● Task
Below are records; reproduce exactly the lines from the first through the one containing "Question. Give the pixel coordinates of a point on the burnt".

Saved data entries

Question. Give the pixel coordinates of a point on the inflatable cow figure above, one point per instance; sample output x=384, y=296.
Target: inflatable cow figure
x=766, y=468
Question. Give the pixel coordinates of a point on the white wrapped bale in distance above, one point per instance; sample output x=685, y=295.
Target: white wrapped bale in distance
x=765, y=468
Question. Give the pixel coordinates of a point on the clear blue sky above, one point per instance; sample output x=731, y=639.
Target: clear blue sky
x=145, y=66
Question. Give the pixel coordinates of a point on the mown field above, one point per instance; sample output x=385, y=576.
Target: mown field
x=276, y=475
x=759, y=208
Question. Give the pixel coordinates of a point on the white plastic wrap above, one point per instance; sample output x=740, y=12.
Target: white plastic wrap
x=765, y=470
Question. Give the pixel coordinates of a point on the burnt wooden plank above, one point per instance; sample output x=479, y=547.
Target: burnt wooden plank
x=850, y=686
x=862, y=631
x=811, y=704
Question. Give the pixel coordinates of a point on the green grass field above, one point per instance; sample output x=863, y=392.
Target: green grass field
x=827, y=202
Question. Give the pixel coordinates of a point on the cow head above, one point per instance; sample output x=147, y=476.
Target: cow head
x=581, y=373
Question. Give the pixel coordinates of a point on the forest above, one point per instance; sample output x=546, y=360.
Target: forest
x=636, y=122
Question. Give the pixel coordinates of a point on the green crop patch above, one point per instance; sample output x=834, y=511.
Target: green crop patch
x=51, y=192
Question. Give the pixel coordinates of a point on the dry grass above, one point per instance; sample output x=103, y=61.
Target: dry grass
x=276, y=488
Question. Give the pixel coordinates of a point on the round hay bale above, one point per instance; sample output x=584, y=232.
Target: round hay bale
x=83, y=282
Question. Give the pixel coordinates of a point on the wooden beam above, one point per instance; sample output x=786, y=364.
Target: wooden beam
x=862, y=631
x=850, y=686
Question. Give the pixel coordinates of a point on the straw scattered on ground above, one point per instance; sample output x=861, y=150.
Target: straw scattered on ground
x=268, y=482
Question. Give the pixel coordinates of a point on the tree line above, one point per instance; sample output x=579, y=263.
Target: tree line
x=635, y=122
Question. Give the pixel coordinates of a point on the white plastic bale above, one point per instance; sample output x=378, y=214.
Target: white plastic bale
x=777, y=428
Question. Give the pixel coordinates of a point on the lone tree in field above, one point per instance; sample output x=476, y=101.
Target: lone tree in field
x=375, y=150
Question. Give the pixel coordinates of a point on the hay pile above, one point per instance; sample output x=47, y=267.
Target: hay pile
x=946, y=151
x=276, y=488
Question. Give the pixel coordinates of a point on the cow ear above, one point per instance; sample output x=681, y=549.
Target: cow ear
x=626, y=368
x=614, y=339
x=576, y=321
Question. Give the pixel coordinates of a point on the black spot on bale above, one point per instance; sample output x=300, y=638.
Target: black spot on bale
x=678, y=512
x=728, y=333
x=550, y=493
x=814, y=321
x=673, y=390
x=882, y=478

● Answer section
Question. Give the pixel coordinates of a point on the inflatable cow figure above, one point per instance; sample output x=384, y=296.
Target: inflatable cow figure
x=766, y=468
Question. Give the pixel coordinates of a point on the white wrapped bale in distance above, one point per instance; sample output x=685, y=295.
Target: white wrapped bale in distance
x=765, y=468
Question. Give the pixel coordinates of a point on the clear blue sky above, one point per instance; sample output x=731, y=639.
Target: clear blue sky
x=145, y=66
Question. Give the pixel coordinates of a point on the mown field above, one point per instance; sample output x=385, y=576.
Target: mown field
x=276, y=475
x=759, y=208
Question. Give the pixel coordinates of a point on the white plastic wrap above, one point per instance; sample output x=740, y=12.
Target: white plastic wrap
x=765, y=470
Question. Give the pixel coordinates of a point on the burnt wooden plank above, one point per instance; sample output x=479, y=547.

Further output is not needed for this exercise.